**Aufgabenstellung**. Welche Zeilen der folgenden Datensätze enthalten das Wort „appear“? Ermittle sie und gib jede vollständig wieder, wobei Groß- und Kleinschreibung zählt.
___ Angezeigte Datensätze
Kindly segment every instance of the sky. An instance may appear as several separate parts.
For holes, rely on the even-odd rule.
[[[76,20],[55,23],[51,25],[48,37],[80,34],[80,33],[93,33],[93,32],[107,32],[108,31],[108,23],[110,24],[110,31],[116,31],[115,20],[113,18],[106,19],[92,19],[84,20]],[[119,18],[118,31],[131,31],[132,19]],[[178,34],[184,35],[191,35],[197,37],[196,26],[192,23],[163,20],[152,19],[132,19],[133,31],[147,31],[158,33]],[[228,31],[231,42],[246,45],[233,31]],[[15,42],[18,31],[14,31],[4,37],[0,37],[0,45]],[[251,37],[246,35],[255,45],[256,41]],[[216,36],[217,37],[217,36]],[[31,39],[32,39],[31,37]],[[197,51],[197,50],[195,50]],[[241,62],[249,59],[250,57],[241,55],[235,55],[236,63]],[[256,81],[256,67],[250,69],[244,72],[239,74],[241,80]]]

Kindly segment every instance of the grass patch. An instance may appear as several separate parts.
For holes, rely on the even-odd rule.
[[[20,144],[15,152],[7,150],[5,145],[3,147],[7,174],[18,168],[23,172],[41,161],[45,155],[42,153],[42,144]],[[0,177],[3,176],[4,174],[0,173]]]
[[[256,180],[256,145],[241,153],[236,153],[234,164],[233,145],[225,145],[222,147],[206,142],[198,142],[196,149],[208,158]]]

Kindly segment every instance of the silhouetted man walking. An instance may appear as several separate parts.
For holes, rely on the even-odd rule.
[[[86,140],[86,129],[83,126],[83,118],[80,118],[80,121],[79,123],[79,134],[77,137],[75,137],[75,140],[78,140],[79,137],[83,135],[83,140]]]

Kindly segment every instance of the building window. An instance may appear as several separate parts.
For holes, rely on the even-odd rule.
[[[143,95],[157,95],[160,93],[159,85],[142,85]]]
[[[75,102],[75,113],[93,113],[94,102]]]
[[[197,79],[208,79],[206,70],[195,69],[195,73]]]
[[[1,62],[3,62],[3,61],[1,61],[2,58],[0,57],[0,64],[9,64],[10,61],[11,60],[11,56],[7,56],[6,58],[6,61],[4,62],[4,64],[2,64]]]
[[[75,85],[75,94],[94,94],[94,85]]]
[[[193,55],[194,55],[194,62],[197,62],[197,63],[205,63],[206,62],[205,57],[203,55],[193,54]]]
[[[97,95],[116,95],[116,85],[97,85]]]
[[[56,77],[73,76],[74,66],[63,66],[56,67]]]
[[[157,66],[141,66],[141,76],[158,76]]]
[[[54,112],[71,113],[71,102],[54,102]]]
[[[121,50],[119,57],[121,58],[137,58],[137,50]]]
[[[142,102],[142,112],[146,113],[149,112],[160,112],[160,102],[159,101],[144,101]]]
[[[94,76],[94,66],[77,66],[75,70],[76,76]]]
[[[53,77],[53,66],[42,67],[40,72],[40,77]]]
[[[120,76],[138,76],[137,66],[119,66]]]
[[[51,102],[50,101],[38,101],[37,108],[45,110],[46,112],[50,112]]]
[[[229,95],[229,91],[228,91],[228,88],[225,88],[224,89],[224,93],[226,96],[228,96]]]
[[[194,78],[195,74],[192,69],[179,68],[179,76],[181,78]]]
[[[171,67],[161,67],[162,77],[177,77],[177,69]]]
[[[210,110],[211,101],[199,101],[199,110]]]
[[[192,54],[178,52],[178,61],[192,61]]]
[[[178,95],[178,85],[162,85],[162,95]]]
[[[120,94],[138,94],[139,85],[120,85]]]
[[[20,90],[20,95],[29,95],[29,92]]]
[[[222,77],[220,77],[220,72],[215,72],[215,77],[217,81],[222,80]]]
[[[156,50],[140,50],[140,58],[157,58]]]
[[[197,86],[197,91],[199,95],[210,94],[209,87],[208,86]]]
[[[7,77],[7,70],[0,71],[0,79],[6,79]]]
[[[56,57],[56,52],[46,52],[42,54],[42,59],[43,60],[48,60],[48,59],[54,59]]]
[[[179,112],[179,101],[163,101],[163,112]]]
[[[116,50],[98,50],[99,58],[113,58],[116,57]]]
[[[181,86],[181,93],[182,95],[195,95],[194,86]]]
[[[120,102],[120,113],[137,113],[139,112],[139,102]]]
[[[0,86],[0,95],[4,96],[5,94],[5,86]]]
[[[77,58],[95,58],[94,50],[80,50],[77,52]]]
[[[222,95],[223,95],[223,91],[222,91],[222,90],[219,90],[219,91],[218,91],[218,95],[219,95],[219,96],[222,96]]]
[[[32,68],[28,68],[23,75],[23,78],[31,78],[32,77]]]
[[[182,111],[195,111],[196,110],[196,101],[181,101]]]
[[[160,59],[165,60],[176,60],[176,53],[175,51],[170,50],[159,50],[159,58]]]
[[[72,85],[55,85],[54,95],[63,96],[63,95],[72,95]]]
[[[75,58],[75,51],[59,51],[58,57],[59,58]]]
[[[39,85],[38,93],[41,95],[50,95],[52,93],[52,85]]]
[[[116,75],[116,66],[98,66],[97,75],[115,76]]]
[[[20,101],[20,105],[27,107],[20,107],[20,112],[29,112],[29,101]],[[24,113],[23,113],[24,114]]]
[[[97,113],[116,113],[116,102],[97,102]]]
______
**Antwort**.
Kindly segment every instance of the sky. An instance may appear as several separate parts.
Kindly segment every instance of the grass patch. An instance may appear as several separate parts.
Kindly segment every instance of the silhouetted man walking. An instance may appear as several separate parts.
Kindly segment every instance of the building window. An instance may appear as several separate parts.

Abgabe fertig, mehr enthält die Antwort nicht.